:: EXTRACTED MATERIAL
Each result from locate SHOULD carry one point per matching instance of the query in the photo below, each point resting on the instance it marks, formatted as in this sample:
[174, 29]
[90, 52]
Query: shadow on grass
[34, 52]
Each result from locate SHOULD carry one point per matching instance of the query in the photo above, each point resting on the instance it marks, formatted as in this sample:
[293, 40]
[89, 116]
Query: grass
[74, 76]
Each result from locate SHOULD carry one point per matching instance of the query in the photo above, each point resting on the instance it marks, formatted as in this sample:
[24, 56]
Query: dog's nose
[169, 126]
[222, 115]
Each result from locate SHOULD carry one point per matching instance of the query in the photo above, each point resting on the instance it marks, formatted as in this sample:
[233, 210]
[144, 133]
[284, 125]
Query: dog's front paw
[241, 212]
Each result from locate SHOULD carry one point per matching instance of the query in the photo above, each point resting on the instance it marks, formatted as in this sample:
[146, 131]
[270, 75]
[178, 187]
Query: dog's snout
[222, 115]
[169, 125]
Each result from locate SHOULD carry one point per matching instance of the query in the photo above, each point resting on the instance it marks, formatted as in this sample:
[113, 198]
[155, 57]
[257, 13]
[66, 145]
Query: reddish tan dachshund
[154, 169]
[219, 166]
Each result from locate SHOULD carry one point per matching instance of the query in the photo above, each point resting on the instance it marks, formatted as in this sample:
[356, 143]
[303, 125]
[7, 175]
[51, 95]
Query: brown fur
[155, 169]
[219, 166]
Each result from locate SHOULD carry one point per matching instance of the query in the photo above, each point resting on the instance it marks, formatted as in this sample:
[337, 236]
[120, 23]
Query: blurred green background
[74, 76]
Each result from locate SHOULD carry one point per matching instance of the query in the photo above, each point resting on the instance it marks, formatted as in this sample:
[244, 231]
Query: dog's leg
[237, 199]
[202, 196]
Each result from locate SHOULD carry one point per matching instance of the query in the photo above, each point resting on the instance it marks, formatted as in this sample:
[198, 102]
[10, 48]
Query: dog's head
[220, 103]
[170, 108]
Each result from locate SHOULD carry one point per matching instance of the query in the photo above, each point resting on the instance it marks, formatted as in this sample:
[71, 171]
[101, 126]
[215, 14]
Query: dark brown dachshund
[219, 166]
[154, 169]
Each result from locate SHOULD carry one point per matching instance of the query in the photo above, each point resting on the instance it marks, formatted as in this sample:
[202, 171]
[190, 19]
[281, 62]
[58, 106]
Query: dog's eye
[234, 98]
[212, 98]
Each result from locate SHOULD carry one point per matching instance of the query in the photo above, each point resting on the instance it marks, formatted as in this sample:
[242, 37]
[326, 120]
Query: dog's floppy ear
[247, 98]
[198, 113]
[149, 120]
::::
:: EXTRACTED MATERIAL
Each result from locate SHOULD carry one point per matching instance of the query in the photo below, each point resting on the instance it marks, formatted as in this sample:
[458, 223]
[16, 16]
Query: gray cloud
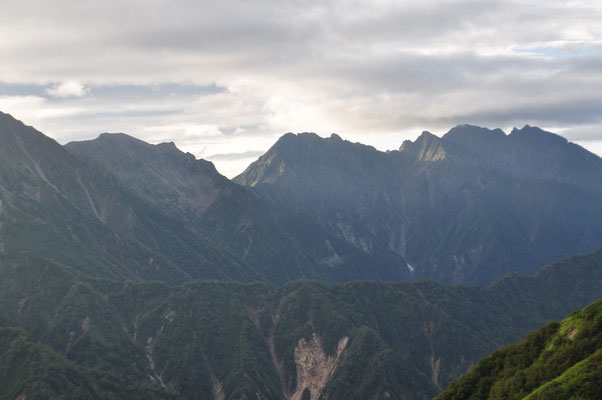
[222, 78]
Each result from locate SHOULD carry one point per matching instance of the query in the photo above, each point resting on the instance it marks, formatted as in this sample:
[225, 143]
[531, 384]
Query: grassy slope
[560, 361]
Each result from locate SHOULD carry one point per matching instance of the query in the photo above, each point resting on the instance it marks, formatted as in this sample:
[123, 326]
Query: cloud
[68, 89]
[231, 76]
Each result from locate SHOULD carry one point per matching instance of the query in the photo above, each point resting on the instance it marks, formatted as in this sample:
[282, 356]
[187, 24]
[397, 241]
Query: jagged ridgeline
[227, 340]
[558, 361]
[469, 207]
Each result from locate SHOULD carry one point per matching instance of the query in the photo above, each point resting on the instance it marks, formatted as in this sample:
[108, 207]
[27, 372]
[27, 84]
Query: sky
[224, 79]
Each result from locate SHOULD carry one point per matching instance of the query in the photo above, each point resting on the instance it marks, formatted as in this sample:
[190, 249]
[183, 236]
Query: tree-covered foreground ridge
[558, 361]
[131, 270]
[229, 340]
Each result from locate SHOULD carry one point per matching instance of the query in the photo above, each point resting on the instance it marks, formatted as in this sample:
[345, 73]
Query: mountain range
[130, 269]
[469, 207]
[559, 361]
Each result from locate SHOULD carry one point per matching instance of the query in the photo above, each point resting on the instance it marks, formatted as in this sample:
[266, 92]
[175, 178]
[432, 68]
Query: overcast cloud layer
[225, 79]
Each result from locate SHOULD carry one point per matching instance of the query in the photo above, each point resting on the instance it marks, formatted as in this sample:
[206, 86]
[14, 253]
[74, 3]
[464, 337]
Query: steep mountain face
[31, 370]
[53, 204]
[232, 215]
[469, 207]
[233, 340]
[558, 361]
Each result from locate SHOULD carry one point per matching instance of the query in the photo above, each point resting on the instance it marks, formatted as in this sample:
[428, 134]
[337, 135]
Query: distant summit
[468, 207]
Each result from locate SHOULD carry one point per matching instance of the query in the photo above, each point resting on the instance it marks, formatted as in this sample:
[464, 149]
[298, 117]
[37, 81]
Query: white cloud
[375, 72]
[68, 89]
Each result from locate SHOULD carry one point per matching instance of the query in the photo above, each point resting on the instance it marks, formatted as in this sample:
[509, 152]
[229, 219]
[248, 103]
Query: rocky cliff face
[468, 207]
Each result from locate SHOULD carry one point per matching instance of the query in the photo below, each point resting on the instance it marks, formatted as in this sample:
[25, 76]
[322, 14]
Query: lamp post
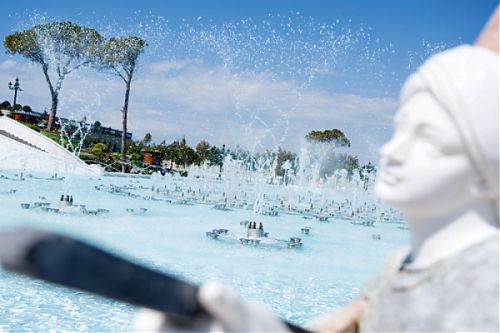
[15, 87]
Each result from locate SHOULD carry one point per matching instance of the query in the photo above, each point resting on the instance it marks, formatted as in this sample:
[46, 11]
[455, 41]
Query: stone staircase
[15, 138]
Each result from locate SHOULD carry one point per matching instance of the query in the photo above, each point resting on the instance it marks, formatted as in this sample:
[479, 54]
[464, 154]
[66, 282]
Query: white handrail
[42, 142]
::::
Can you pull out every line of the rows above that contains the word "brown", with uppercase and lowercase treated as different?

Query: brown fur
Query: dark brown dachshund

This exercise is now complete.